問題文 a |
算数の問題を扱った原文資料では、円の直径は何cmとされていますか。

原文資料 |
========================================
マッキーの頭の体操・その7:発想力が問われる算数

 昨日、出題の算数の問題、解けたでしょうか?毎日多くの方が、私のブログをご覧になっています。その中で、この問題に取り組み、中学数学の「三平方の定理」を使わず、小学生に指導できる解答を導き出した人は、どれだけいたでしょうか。念の為に、再度問題を載せておきます。

 円の中に、下の図のように5つの正方形でできた図形が内接しています。円の直径は10cmです。では、この図の一つの正方形の面積は、何平方センチメートルでしょう。(もちろん、内接という言葉は、小学生は使いません。私が覚えている問題の設定を、設問にしただけです。)



 この問題を、三平方の定理を使って解くと、簡単に解答できます。まず、その解き方から示してみたいと思います。

 正方形の一辺の長さを1とすると、正方形が3つ続きの長方形の他の1辺の長さは、3と置くことができます。すると三平方の定理から、この長方形の対角線である斜辺の長さは、1×1+3×3=10、よってルート10となります。この対角線が、唯一数値として出ている、円の直径10cmとなっていますので、10cmをルート10で割って、1に当たる数、すなわち一つの正方形の一辺の長さを、ルート10cmと求めることができます。

したがって、一つの正方形の面積は、ルート10×ルート10=10(平方センチメートル)
========================================
コレクションから抜き出したデータ
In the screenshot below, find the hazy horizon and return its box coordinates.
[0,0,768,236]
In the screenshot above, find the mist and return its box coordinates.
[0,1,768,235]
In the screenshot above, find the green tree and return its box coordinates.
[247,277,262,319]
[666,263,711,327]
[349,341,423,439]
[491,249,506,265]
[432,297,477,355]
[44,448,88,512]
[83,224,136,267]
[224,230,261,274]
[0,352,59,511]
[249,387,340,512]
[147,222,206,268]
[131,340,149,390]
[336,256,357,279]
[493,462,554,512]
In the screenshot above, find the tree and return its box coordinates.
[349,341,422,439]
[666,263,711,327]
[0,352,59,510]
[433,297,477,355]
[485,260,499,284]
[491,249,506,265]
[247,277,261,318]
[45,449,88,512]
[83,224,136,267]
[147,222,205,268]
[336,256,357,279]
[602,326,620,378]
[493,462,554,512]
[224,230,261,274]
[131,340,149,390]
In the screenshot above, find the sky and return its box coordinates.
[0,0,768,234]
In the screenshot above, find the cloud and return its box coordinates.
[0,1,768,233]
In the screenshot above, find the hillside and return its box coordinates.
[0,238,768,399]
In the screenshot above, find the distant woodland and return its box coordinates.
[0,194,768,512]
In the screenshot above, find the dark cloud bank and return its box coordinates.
========================================
問題文 b |
提供データの行のうち、「In the screenshot above, find the hillside」を含む行から始まりデータの最後の行で終わる部分について、「distant woodland」を「far-off forest」に置き換えて更新してください。ほかは一切変えず、その範囲の行だけを示してください。

出力全文 a |
円の直径は10cmです。

出力全文 b |
In the screenshot above, find the hillside and return its box coordinates.
[0,238,768,399]
In the screenshot above, find the far-off forest and return its box coordinates.
[0,194,768,512]
In the screenshot above, find the dark cloud bank and return its box coordinates.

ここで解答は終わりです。